Data to examine below:

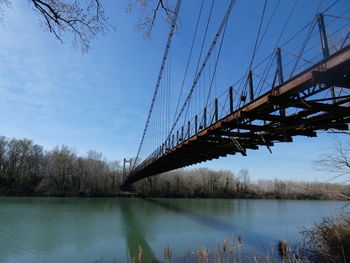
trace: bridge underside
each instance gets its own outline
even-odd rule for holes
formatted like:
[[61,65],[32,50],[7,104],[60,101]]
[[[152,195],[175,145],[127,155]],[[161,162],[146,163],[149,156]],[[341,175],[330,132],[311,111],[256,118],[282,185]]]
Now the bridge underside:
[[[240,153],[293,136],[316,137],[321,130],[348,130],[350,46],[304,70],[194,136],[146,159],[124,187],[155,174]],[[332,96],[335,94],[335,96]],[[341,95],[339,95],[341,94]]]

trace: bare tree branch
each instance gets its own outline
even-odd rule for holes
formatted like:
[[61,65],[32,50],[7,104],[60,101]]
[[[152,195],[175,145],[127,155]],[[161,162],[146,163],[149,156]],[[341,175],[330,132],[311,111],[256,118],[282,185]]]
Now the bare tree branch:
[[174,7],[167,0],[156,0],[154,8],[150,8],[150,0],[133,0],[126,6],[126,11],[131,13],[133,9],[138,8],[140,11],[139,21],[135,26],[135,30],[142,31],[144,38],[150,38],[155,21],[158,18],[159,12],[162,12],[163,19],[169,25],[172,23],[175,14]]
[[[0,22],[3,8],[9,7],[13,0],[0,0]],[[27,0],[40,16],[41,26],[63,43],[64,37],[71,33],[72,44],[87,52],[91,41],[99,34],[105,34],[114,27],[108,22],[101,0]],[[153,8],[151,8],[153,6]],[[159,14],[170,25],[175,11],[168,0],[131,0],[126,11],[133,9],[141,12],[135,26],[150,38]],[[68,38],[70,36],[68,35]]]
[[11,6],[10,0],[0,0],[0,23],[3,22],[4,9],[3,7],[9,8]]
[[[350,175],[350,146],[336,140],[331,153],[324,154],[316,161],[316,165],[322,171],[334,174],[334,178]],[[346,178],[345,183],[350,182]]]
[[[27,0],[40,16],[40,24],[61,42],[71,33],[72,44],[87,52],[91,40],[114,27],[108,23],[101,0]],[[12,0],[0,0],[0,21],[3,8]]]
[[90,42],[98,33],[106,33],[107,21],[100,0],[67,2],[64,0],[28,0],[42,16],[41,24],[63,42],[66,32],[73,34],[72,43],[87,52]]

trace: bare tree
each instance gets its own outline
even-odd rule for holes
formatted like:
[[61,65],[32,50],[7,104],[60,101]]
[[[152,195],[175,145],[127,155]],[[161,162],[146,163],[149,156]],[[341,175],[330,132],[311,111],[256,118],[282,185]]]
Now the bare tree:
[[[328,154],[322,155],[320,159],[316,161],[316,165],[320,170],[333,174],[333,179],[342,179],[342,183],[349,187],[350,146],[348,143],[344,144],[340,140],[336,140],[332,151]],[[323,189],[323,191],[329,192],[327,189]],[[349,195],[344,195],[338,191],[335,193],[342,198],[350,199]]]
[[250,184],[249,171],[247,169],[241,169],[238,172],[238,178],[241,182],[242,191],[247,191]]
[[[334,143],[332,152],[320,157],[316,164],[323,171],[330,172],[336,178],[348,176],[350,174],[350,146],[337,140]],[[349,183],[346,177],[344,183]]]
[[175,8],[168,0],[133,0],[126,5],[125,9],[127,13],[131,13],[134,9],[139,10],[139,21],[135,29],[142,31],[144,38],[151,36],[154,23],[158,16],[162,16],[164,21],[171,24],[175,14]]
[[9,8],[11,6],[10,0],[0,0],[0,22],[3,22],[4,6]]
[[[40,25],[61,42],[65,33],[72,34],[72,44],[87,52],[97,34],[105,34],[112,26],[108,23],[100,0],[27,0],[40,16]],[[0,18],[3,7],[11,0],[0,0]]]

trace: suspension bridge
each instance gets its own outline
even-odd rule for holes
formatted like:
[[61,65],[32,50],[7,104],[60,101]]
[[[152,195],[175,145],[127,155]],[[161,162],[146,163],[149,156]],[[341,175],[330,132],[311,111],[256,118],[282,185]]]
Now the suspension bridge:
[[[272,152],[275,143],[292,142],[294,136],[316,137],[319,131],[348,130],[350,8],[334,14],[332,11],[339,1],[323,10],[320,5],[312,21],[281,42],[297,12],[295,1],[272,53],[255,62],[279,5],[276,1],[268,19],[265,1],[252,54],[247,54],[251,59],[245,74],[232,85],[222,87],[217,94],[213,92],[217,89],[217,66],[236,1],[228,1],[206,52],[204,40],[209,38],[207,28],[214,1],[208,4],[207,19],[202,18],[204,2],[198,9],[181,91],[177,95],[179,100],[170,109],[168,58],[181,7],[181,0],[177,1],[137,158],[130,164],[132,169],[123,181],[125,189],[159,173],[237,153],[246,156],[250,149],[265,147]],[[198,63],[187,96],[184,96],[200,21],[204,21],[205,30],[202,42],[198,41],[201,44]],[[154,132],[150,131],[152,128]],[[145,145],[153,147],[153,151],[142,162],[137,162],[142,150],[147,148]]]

End of Data to examine.

What you should do:
Pick every line containing the word "trace" out of the material, and copy those lines.

Task answer:
trace: bridge underside
trace: bare tree branch
trace: bare tree
trace: suspension bridge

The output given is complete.